*WHAT THIS TASK INVOLVES:* Rewrite the lines from the one containing "Localize the black wheel." through the one containing "72, 634, 147]]", changing every "Produce" to "Return" and leaving everything else as it is.

*Bounding-box records:*
* * * * * * *
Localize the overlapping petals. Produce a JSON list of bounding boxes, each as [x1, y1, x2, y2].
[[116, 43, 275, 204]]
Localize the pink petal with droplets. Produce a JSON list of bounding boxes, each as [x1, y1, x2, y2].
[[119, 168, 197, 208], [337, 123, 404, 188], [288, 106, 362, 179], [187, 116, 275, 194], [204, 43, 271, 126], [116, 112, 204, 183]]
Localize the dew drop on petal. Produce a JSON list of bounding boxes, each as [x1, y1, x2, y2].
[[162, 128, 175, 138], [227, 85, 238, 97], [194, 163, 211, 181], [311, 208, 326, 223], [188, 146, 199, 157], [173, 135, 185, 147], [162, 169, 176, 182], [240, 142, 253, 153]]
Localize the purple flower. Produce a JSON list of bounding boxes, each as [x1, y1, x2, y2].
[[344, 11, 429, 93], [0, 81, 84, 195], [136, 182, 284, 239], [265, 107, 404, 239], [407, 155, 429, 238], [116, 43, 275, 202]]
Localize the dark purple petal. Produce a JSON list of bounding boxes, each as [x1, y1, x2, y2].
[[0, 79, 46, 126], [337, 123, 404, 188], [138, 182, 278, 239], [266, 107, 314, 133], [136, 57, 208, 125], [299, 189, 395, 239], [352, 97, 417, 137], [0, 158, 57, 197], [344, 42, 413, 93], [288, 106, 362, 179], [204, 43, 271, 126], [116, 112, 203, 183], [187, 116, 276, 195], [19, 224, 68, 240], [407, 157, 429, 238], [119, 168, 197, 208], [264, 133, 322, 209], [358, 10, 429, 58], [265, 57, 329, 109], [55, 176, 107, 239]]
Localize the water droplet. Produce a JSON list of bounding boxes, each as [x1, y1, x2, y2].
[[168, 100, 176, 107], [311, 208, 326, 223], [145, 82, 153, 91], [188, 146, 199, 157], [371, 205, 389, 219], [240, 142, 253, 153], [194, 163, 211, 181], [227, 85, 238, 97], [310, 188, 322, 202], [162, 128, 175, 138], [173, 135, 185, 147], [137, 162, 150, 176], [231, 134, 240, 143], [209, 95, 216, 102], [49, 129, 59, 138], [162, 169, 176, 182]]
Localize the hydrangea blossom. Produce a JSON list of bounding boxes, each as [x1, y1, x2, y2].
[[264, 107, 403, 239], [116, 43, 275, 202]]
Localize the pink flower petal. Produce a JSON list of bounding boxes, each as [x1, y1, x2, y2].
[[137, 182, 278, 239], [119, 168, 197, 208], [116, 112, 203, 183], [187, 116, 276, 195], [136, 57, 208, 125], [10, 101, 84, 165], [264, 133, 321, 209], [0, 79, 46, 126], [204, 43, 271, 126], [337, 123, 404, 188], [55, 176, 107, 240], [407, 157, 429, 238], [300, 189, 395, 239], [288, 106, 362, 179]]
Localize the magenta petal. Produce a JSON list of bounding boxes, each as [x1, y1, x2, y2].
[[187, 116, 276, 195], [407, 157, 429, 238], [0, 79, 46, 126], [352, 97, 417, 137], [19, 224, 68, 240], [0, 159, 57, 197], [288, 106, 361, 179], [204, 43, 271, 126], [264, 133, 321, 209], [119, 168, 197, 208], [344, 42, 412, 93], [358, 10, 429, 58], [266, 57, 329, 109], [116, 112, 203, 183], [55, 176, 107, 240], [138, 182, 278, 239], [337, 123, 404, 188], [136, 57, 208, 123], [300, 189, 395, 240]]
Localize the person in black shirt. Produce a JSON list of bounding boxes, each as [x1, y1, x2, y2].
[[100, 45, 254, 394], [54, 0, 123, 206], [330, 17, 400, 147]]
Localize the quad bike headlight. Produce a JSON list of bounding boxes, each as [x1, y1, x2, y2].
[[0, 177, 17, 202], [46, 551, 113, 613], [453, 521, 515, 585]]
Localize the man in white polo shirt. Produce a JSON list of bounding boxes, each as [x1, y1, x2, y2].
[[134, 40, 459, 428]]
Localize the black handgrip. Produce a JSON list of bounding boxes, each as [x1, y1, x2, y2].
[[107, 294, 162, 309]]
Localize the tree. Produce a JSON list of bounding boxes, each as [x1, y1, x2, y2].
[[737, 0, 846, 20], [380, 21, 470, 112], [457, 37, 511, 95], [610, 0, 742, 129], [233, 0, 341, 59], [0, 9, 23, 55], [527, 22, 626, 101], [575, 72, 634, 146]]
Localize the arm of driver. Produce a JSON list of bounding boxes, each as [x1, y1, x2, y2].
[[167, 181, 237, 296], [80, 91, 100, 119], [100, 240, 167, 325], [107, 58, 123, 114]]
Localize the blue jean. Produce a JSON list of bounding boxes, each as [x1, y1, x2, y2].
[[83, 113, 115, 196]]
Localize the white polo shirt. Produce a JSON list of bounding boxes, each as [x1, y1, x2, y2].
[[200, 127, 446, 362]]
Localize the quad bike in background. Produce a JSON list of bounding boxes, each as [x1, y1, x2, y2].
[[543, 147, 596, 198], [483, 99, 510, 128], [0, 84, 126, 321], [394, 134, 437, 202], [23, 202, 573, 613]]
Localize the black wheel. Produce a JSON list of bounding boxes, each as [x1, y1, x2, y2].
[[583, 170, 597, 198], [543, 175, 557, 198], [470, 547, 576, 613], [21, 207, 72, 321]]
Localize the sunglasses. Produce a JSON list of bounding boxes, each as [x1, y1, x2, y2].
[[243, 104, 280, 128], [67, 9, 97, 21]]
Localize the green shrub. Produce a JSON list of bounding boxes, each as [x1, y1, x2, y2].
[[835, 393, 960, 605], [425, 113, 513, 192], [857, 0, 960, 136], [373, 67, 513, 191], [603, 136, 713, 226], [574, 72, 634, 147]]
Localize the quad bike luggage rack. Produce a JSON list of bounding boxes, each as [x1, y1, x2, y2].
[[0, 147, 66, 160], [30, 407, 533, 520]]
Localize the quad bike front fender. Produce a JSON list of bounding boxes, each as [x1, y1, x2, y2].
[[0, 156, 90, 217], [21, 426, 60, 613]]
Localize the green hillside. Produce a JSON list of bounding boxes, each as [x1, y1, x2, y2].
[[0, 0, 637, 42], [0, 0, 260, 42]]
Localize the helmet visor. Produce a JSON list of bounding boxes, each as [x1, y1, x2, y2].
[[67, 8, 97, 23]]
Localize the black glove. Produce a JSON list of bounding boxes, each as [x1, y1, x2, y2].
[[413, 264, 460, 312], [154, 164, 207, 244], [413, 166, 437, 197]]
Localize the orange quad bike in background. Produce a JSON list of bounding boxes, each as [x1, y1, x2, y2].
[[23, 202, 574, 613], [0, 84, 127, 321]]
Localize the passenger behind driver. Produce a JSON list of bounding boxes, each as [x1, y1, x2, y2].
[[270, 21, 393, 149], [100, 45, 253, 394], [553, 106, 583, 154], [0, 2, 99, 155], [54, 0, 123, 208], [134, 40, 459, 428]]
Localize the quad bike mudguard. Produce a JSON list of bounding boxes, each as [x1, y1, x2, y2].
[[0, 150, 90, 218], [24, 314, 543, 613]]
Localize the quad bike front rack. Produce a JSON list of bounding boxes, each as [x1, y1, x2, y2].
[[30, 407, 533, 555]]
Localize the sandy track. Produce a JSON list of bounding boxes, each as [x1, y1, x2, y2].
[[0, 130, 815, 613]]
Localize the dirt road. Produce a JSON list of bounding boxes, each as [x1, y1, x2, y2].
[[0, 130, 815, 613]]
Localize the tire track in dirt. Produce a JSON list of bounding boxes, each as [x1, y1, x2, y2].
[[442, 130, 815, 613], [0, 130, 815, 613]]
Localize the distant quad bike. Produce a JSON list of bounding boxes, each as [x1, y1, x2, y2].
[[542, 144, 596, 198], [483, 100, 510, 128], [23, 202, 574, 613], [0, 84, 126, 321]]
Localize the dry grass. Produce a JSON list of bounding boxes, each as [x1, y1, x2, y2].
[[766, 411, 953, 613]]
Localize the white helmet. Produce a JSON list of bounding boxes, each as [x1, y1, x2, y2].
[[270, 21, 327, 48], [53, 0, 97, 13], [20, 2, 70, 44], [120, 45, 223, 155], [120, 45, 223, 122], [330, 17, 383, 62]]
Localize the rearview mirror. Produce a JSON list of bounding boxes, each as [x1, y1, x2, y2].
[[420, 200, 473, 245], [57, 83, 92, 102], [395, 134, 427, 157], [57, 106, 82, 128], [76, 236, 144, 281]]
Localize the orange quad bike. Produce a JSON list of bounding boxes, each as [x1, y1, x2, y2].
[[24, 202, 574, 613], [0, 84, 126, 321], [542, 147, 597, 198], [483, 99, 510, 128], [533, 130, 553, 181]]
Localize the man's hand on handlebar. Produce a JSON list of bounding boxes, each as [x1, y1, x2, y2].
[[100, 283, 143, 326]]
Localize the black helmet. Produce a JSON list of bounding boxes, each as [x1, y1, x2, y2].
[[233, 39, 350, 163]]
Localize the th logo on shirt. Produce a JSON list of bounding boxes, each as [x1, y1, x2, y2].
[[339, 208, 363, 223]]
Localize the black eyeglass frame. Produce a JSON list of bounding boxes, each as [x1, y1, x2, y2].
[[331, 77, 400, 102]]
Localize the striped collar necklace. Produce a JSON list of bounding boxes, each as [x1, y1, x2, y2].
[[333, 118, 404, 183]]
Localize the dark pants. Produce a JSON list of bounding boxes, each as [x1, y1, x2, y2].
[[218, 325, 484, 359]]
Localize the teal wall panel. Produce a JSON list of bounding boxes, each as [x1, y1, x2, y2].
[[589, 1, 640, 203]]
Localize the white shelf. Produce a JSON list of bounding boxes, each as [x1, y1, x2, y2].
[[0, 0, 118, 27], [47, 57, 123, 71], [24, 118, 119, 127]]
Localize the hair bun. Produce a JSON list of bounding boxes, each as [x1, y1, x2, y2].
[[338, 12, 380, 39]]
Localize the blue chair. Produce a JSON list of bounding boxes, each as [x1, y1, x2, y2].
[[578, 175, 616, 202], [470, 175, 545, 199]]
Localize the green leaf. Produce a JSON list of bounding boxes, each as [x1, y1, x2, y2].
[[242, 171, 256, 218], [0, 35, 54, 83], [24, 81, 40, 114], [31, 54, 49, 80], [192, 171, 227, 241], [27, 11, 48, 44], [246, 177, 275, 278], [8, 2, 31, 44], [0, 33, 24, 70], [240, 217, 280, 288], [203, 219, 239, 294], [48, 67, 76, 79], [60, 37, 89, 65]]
* * * * * * *
*THE REPLY:*
Localize the black wheel. Return a JSON list of bounding boxes, each as [x1, y1, x2, y2].
[[583, 170, 597, 198], [543, 175, 557, 198], [470, 547, 576, 613], [21, 207, 72, 321]]
Localize the sunglasses. Return a JSON list of bounding boxes, each as [x1, y1, x2, y2].
[[243, 104, 280, 128], [67, 9, 97, 21]]
Localize the green shrub. Return a JSON list of bounding boxes, each as [x1, y1, x2, y2].
[[835, 393, 960, 605], [425, 113, 513, 192], [857, 0, 960, 136], [373, 67, 513, 191], [603, 136, 713, 226], [574, 72, 634, 147]]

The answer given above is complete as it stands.